WHAT YOU HAVE TO DO = Can you rescale the whole listing below by writing out every line again, requests included, with each x,y point coordinate in the answers multiplied by 0.35 and rounded to a whole number, halves rounding up? Leave the pictures out of your answer.

PROVIDED RECORDS =
:::
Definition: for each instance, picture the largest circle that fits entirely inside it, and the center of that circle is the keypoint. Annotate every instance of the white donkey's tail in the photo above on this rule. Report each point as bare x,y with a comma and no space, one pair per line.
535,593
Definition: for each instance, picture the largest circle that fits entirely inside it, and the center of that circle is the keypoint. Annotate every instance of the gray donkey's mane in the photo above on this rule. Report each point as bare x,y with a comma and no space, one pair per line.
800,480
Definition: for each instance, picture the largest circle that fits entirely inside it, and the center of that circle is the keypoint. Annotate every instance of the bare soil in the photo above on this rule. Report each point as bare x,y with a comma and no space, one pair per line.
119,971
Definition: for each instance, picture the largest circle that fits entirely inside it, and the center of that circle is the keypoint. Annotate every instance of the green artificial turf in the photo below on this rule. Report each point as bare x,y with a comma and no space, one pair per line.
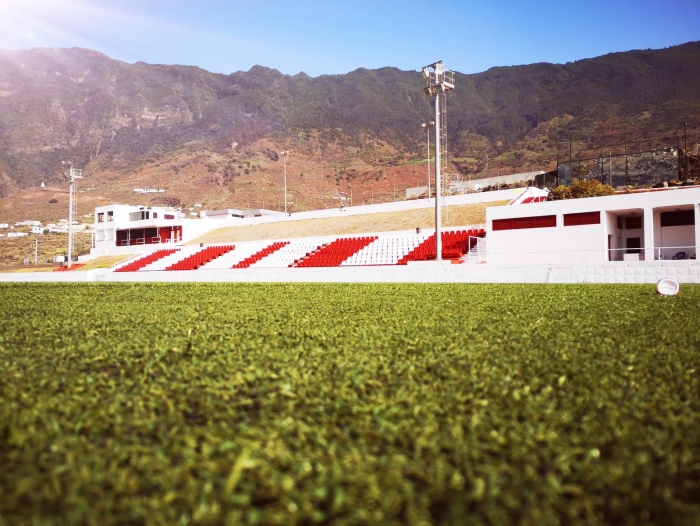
:::
ANSWER IN FULL =
Definition: for each instance, picture the largest circle that fits entirely inside it, and the center of that circle is the keypoint. Annotate every instance of the white donkey's tail in the photo above on this rule. Report each point as bare x,y with a comma and no space, one pair per line.
187,208
Definition: for each instance, picture the largest circle that fits entirely inside it, and the center of that circle is the keypoint. Annotate every instance of the gray donkey's mane in the photo above on this rule. Report each point as bare x,y with a comma and no space, one pair per line.
280,168
Definition: for each instance, picture the largest circle that fits entirely inside it, and the center of that circle is the keypoint. Annotate every instance of the bare soil in the photo above on this rule. Report each point as bare x,y with a comma and no space, one pair per line.
42,340
Definition: for each instance, picture the largest circle that fits entirely inside it, and the center of that circle is the keypoint. Annotate every instance of the green artificial turf in the photo below on this rule. Report each point as bare x,y with a comma and no space, one pair per line.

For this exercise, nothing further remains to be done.